### Assigned task 1
Output the passage on the U.S. upset of Spain from "International media hailed" to "FIFA World Cup." word for word.
### Assigned task 2
Which Spanish newspapers does the passage on the U.S. upset of Spain name in its Spanish reaction section?

### Text provided

International media hailed this game as one of the biggest upsets in world soccer history, as the United States team ended the 35-match unbeaten streak and 15-game winning streak of Spain, the winner of UEFA Euro 2008 and the world's top-ranked team at the time. This game result drew widespread attention from both U.S. and international media, even though soccer often takes a back seat to other popular sports in the United States, such as American football, baseball, and basketball. The New York Times hailed this match as one of the biggest upsets in international soccer in decades, ending Spain's 35-game unbeaten streak. The publication used the phrase "Miracle on Grass" drawing a parallel to the historic 1–0 victory over England at the 1950 FIFA World Cup.

The name of The New York Times is also derived from a comparison to the "Miracle on Ice" event of 1980, when the United States team led by head coach Herb Brooks, was composed mostly of amateur players; only four players had any experience beyond that level, and even then all four had only minimal, minor-league experience. In addition, the United States had the youngest team in the tournament and in U.S. national team history. In the group stage, both the Soviet and American teams were undefeated; the U.S. achieved several surprising results, including a 2–2 draw against Sweden, and a 7–3 upset victory over second-place favorite Czechoslovakia. For the first game in the medal round, the Americans played the Soviets. Finishing the first period tied at 2–2, and the Soviets leading 3–2 following the second, the U.S. team scored two more goals to take their first lead midway in the third and final period, then held out to win by a score of 4–3. Similarly, in 2009, the USMNT reached the semi-finals after advancing from the group stage on tie-breakers with a 1–2–0 record, while their opponent, Spain — the reigning European champions — held an unbeaten streak of 35 consecutive games, setting a world record at the time.
=== Spanish reaction ===
Immediately after the match, major Spanish sports newspapers described the result as a massive upset. Marca suggested that the United States' opening goal left the players stunned and caused them to lose their characteristic composure, while Diario AS highlighted the end of the national team's unbeaten streak at the hands of an underdog. Mundo Deportivo described the match as a 'humbling lesson' that ended the team's 35-game unbeaten streak, praised the U.S. team's effective and sharp style of play, and highlighted the struggles of the reigning UEFA Euro 2008 champions throughout the game, and El País noted that Spain's possession-based game had stalled against the opponent's disciplined defense. From a technical standpoint, the Spanish press focused its criticism on the attack's lack of efficiency and defensive errors, despite dominating possession and outshooting their opponents, forwards such as Fernando Torres and David Villa were unable to beat U.S. goalkeeper Tim Howard. Meanwhile, individual defensive lapses led to two goals conceded against strikes from Jozy Altidore and Clint Dempsey. Observers also noted that the Spanish team lacked alternative attacking options when the opposition sat deep and maintained a disciplined defensive shape.

### Records provided
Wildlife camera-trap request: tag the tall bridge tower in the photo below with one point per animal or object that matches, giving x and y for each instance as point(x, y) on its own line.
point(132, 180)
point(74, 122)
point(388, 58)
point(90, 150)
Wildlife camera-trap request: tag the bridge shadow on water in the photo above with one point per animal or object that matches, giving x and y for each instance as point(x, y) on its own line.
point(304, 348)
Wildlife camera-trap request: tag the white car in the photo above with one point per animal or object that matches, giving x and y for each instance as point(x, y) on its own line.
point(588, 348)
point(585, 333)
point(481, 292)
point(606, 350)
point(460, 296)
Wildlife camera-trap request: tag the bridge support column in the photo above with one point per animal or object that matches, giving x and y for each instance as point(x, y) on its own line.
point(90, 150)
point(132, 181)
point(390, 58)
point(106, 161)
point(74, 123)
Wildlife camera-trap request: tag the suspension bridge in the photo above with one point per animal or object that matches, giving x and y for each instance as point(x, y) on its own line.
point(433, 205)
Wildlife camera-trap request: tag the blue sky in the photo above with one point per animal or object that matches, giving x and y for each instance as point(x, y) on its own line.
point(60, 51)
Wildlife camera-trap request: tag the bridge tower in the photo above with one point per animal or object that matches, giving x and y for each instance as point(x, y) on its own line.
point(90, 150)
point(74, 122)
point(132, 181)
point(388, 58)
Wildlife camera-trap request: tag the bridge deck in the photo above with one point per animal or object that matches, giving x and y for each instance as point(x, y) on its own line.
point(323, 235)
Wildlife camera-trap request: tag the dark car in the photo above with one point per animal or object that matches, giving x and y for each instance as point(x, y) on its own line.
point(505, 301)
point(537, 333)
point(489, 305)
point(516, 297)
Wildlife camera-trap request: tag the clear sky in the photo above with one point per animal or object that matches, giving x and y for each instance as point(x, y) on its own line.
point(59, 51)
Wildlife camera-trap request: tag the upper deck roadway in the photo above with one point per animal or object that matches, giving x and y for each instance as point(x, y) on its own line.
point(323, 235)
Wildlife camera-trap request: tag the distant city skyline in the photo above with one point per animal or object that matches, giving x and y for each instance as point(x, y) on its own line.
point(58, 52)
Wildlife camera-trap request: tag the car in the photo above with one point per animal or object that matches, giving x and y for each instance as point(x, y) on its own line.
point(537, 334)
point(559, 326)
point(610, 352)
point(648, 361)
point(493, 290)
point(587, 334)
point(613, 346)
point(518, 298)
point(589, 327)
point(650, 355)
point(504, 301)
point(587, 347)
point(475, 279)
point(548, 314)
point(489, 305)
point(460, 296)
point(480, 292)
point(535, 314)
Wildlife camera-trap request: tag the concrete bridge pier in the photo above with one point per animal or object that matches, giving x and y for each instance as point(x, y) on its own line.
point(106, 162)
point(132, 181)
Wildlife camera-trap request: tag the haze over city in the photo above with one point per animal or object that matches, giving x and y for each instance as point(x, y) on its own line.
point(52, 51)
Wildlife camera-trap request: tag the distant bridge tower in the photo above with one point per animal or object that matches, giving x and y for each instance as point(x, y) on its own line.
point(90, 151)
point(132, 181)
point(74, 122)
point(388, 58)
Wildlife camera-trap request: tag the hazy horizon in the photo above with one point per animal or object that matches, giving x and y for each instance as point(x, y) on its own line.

### Task response 1
International media hailed this game as one of the biggest upsets in world soccer history, as the United States team ended the 35-match unbeaten streak and 15-game winning streak of Spain, the winner of UEFA Euro 2008 and the world's top-ranked team at the time. This game result drew widespread attention from both U.S. and international media, even though soccer often takes a back seat to other popular sports in the United States, such as American football, baseball, and basketball. The New York Times hailed this match as one of the biggest upsets in international soccer in decades, ending Spain's 35-game unbeaten streak. The publication used the phrase "Miracle on Grass" drawing a parallel to the historic 1–0 victory over England at the 1950 FIFA World Cup.

### Task response 2
Marca, Diario AS, Mundo Deportivo, El País